Aim of the task: Reproduce every line of the listing below verbatim.

Records for this task:
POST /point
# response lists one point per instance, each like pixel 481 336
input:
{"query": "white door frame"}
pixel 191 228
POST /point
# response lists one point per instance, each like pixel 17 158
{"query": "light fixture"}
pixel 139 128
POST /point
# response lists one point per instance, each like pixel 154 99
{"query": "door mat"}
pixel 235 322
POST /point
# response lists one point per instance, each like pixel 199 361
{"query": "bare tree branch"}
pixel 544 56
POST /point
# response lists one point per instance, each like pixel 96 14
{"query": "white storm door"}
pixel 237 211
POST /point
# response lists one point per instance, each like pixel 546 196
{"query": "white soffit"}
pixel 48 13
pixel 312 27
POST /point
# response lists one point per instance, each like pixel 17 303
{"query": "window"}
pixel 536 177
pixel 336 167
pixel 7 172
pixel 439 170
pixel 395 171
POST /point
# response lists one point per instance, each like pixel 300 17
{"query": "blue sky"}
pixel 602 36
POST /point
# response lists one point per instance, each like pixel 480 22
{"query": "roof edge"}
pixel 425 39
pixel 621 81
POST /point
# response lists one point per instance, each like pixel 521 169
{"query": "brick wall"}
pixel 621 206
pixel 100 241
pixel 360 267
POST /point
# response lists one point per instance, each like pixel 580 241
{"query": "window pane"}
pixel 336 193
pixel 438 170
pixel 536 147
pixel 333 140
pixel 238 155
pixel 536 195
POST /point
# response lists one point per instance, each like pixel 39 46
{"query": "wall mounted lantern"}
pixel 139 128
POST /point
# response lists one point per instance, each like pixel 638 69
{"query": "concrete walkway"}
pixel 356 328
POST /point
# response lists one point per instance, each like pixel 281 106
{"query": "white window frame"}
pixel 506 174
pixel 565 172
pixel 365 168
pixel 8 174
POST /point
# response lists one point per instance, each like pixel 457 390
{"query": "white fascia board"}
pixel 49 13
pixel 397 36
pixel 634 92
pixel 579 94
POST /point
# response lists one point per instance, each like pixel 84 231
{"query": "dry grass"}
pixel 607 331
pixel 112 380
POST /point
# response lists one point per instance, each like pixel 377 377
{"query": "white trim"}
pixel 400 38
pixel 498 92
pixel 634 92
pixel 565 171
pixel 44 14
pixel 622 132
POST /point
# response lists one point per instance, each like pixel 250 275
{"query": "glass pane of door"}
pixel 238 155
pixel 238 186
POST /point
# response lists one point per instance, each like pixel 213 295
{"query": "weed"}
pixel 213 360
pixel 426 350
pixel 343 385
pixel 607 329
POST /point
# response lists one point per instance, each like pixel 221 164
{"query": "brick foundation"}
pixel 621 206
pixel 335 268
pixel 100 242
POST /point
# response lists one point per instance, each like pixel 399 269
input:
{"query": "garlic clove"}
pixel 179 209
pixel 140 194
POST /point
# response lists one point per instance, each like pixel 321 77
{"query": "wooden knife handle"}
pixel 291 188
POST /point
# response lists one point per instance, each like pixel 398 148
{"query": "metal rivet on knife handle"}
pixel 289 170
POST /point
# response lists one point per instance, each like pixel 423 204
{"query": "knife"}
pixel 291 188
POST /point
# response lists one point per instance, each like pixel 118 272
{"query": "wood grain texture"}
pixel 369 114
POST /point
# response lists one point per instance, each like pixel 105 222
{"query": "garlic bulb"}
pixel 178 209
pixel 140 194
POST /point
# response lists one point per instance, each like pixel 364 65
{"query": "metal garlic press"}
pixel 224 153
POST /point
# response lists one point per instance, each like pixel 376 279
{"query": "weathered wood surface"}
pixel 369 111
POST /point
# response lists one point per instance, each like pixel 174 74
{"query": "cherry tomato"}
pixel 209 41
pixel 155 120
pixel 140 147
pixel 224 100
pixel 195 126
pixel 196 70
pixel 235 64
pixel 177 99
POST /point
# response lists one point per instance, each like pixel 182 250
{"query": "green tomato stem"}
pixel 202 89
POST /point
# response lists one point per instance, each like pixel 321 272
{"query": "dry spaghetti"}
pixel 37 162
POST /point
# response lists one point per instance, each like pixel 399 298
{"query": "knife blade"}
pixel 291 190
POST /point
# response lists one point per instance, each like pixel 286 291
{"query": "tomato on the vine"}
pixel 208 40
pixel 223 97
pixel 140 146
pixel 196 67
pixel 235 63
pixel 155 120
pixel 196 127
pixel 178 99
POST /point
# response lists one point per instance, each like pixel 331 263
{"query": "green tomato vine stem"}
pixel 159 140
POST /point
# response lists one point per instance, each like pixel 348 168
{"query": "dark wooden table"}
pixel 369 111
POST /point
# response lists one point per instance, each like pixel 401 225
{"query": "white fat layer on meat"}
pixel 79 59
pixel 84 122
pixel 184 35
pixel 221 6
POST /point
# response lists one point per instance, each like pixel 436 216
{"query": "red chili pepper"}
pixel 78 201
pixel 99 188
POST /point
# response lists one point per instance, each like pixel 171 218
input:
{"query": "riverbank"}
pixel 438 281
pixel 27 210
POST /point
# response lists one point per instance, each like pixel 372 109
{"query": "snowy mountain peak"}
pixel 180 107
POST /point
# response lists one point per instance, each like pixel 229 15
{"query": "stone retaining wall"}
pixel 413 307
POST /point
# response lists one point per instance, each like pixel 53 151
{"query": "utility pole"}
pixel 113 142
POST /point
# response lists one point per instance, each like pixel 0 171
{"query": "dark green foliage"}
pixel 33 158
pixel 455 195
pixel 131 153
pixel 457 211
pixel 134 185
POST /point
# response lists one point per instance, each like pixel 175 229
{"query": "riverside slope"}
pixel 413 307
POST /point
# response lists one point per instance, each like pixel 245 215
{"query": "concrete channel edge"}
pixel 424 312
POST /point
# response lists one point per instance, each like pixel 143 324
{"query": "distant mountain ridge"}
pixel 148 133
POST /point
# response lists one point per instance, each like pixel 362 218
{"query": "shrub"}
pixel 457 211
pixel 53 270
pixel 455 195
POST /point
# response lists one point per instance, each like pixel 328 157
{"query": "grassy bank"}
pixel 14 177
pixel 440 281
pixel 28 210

Final result:
POST /point
# response lists one point per instance, each like pixel 481 336
input:
{"query": "white door frame"}
pixel 191 228
POST /point
# response lists one point per instance, each like pixel 17 158
{"query": "light fixture"}
pixel 139 128
POST /point
# response lists one point per instance, each like pixel 154 99
{"query": "door mat"}
pixel 235 322
POST /point
# response lists one point per instance, each like pixel 199 361
{"query": "bare tree branch"}
pixel 544 56
POST /point
# response lists one point per instance, each like pixel 96 14
{"query": "white storm door"}
pixel 237 211
POST /point
# response lists one point per instance, each like pixel 546 196
{"query": "white soffit"}
pixel 48 13
pixel 312 27
POST /point
# response lists one point per instance, each like pixel 17 303
{"query": "window"}
pixel 536 177
pixel 336 167
pixel 7 172
pixel 439 170
pixel 395 171
POST /point
# response lists one point per instance, each like pixel 300 17
{"query": "blue sky"}
pixel 602 36
POST /point
# response lists one point per instance, each like pixel 480 22
{"query": "roof edge"}
pixel 425 39
pixel 621 81
POST /point
# response lists one point per instance, each like pixel 521 169
{"query": "brick wall"}
pixel 621 206
pixel 100 241
pixel 360 267
POST /point
# response lists one point per instance, each like pixel 580 241
{"query": "window pane"}
pixel 336 193
pixel 438 170
pixel 536 147
pixel 333 140
pixel 238 155
pixel 536 195
POST /point
# response lists one point per instance, each like pixel 39 46
{"query": "wall mounted lantern"}
pixel 139 128
POST /point
# response lists one point per instance, each like pixel 638 69
{"query": "concrete walkway"}
pixel 356 328
POST /point
# response lists one point per instance, each like pixel 281 106
{"query": "white window frame"}
pixel 506 174
pixel 565 172
pixel 365 168
pixel 8 174
POST /point
# response lists one point per instance, each like pixel 457 390
{"query": "white fascia board"}
pixel 49 13
pixel 397 36
pixel 634 92
pixel 579 94
POST /point
# response lists one point per instance, each like pixel 84 231
{"query": "dry grass"}
pixel 607 331
pixel 112 380
POST /point
# response lists one point per instance, each like pixel 377 377
{"query": "white trim"}
pixel 400 38
pixel 498 92
pixel 634 92
pixel 565 171
pixel 44 14
pixel 622 132
POST /point
# response lists one point per instance, each like pixel 250 275
{"query": "glass pane of door"}
pixel 238 155
pixel 238 186
POST /point
# response lists one point per instance, each like pixel 213 295
{"query": "weed"}
pixel 213 360
pixel 426 350
pixel 343 385
pixel 607 329
POST /point
# response lists one point per instance, each like pixel 221 164
{"query": "brick foundation"}
pixel 621 206
pixel 335 268
pixel 100 242
POST /point
# response lists one point per instance, each like pixel 399 269
input:
{"query": "garlic clove"}
pixel 179 209
pixel 140 194
POST /point
# response lists one point per instance, each like pixel 321 77
{"query": "wooden knife handle"}
pixel 291 188
POST /point
# response lists one point per instance, each like pixel 398 148
{"query": "metal rivet on knife handle"}
pixel 289 170
POST /point
# response lists one point per instance, each like pixel 423 204
{"query": "knife"}
pixel 291 188
POST /point
# response lists one point per instance, each like pixel 118 272
{"query": "wood grain texture"}
pixel 369 114
POST /point
# response lists one point per instance, each like pixel 105 222
{"query": "garlic bulb"}
pixel 178 209
pixel 140 194
POST /point
# response lists one point per instance, each like pixel 364 65
{"query": "metal garlic press"}
pixel 224 153
POST /point
# response lists one point per instance, each like pixel 376 279
{"query": "weathered wood surface"}
pixel 369 111
POST /point
# response lists one point per instance, each like pixel 174 74
{"query": "cherry tomato"}
pixel 209 41
pixel 155 120
pixel 140 147
pixel 224 100
pixel 195 126
pixel 196 70
pixel 235 64
pixel 177 99
POST /point
# response lists one point per instance, each like pixel 182 250
{"query": "green tomato stem"}
pixel 202 89
POST /point
# response lists one point per instance, each like pixel 321 272
{"query": "dry spaghetti"}
pixel 37 162
POST /point
# response lists one point per instance, each like pixel 399 298
{"query": "knife blade"}
pixel 291 190
POST /point
# response lists one point per instance, each like pixel 286 291
{"query": "tomato on the vine"}
pixel 208 40
pixel 223 97
pixel 140 146
pixel 196 67
pixel 235 63
pixel 155 120
pixel 196 127
pixel 178 99
POST /point
# response lists one point per instance, each like pixel 331 263
{"query": "green tomato vine stem"}
pixel 159 140
POST /point
# response lists one point per instance, each like pixel 348 168
{"query": "dark wooden table"}
pixel 369 111
POST /point
# response lists one point per instance, each like pixel 401 225
{"query": "white fat layer on meat"}
pixel 79 59
pixel 84 122
pixel 184 35
pixel 221 6
POST /point
# response lists one point per instance, each like pixel 436 216
{"query": "red chili pepper"}
pixel 78 201
pixel 99 188
POST /point
# response lists one point per instance, each like pixel 171 218
input:
{"query": "riverbank"}
pixel 438 281
pixel 27 210
POST /point
# response lists one point per instance, each like pixel 372 109
{"query": "snowy mountain peak"}
pixel 180 107
POST /point
# response lists one point per instance, each like pixel 229 15
{"query": "stone retaining wall"}
pixel 413 307
POST /point
# response lists one point per instance, each like pixel 53 151
{"query": "utility pole"}
pixel 113 142
POST /point
# response lists one point per instance, each like pixel 0 171
{"query": "dark green foliage"}
pixel 33 158
pixel 455 195
pixel 131 153
pixel 457 211
pixel 134 185
POST /point
# response lists one point per instance, each like pixel 175 229
{"query": "riverside slope"}
pixel 413 307
POST /point
# response lists one point per instance, each like pixel 245 215
{"query": "concrete channel edge"}
pixel 424 312
POST /point
# response lists one point per instance, each like pixel 143 324
{"query": "distant mountain ridge"}
pixel 148 133
POST /point
# response lists one point per instance, each like pixel 362 218
{"query": "shrub"}
pixel 457 211
pixel 53 270
pixel 455 195
POST /point
# response lists one point per instance, each like pixel 328 157
{"query": "grassy bank"}
pixel 14 177
pixel 440 281
pixel 28 210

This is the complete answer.